> _TASK TO CARRY OUT_
Copy word for word the passage in the article below on Sarah Palin's "Fox News Sunday" appearance, from "Palin may have" to "had hung up.".

> _EXCERPT TO READ_
───
Former Alaska Gov. Sarah Palin accused Alaska television reporters of being “corrupt bastards” and conspiring against her endorsed Senate GOP candidate in Alaska during her appearance on “Fox News Sunday.”

The Fox News commentator and former vice presidential nominee also predicted a “political earthquake” in the midterm elections, while encouraging conservatives who win office to avoid compromising on policy and principle once they get to Washington.

Asked about her presidential ambitions, she left open the possibility that she would seek the nation’s top elected post in 2012. “I don’t need to run for office. I know that I don’t need a title,” she told host Chris Wallace. “If the country needed me, and I’m not saying that the country does … I would be willing to make the sacrifices if need be for America.”

But asked first about Tuesday’s midterm Congressional elections, Palin said voters will send a specific message to the White House: “They’re going to say, ‘You blew it, President Obama.'”

Wallace said, however, that some of Palin’s endorsed candidates, such as Senate hopefuls Christine O’Donnell in Delaware and Joe Miller in Alaska, are struggling. Palin campaigned in Alaska last week for tea party favorite Miller, who is trailing a Palin rival, Sen. Lisa Murkowski, in recent polling. The incumbent Republican is running as an independent write-in candidate following her GOP primary loss to Miller.

Palin largely blamed the Alaska media for Miller’s struggles, saying some members of the media are “complicit” with the Murkowski campaign in doing “anything” to get Murkowski elected. Wallace asked whether she was accusing Alaska reporters of conspiring with the Murkowski campaign.

Palin responded: “I’m saying that CBS reporters in the affiliate up there in Alaska on tape are saying, ‘Let’s find a child molester in the crowd as a supporter for Joe Miller; let’s blast that. Let’s concoct a Ron Paul moment there; let’s find any kind of chaos so that we can Tweet an alert saying, ‘Oh, there’s chaos. Joe Miller got punched.’ That’s sick. Those are corrupt bastards, Chris.”

Palin may have meant to refer to Rand Paul, the son of Rep. Ron Paul (R-Texas). Rand Paul is the GOP Senate candidate in Kentucky, and video of one of his supporters assaulting a liberal activist made national news last week.

Palin did not share the recording on the show, but Miller’s campaign posted the garbled audio and a transcript on its website. The campaign said the voice mail of campaign spokesman Randy DeSoto recorded a conversation that it attributed to CBS affiliate KTVA’s assignment editor Nick McDermott and others when McDermott failed to disconnect after leaving a message. The campaign said McDermott later sent a text message to DeSoto apologizing for leaving a long message and saying he thought he had hung up.

The recording picked up laughter and snippets of conversation, which included talk of finding registered sex offenders among the crowd at a Miller rally Thursday night. There was also discussion about the potential for violence at the event. The Miller campaign said the KTVA staff members “openly discuss creating, if not fabricating, two stories about” the candidate in the recording by planning to try to identify a registered child molester among Miller’s supporters and by “hoping for violence.”

“Frankly, when I first heard this I was shocked,” DeSoto said in a statement. “Though a bit garbled at times, there are disturbing comments in this conversation that never should have occurred.”

KTVA General Manager Jerry Bever confirmed the recording’s authenticity in a statement Sunday, but he said the Miller campaign’s “analysis of the recording is incorrect.” The recording resulted from a failure to hang up a cell phone after a call to DeSoto during a coverage planning meeting Thursday afternoon, and the staff was “reviewing potential ‘what-if’ scenarios, discussing the likelihood of events at the rally and how KTVA might logistically disseminate any breaking news,” the statement said.
───
> _DATA EXTRACT_
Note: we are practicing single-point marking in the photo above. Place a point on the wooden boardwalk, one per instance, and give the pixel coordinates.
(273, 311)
───
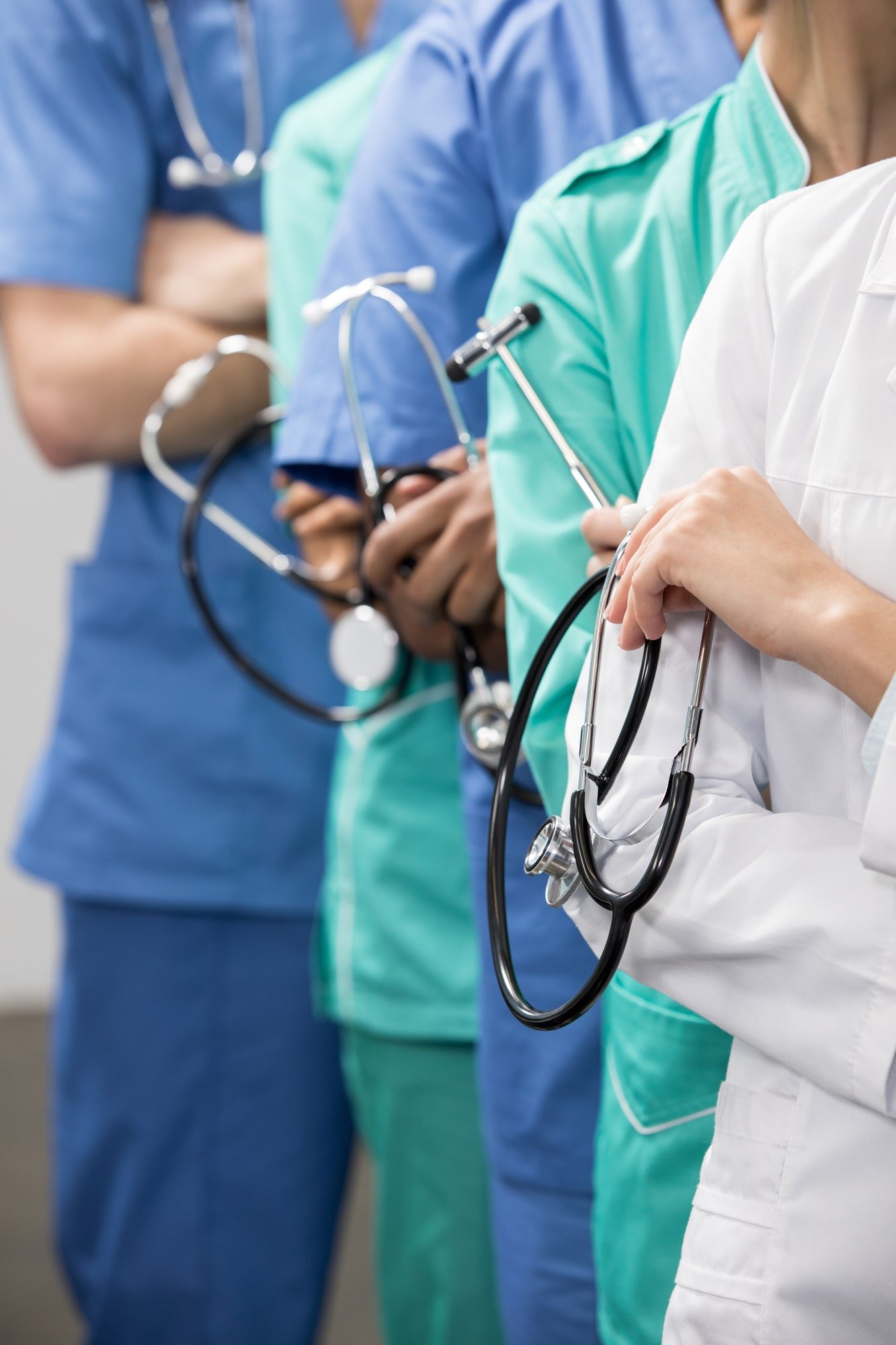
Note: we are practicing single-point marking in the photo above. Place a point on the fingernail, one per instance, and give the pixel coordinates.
───
> _ANSWER TO THIS PROBLEM_
Palin may have meant to refer to Rand Paul, the son of Rep. Ron Paul (R-Texas). Rand Paul is the GOP Senate candidate in Kentucky, and video of one of his supporters assaulting a liberal activist made national news last week.

Palin did not share the recording on the show, but Miller’s campaign posted the garbled audio and a transcript on its website. The campaign said the voice mail of campaign spokesman Randy DeSoto recorded a conversation that it attributed to CBS affiliate KTVA’s assignment editor Nick McDermott and others when McDermott failed to disconnect after leaving a message. The campaign said McDermott later sent a text message to DeSoto apologizing for leaving a long message and saying he thought he had hung up.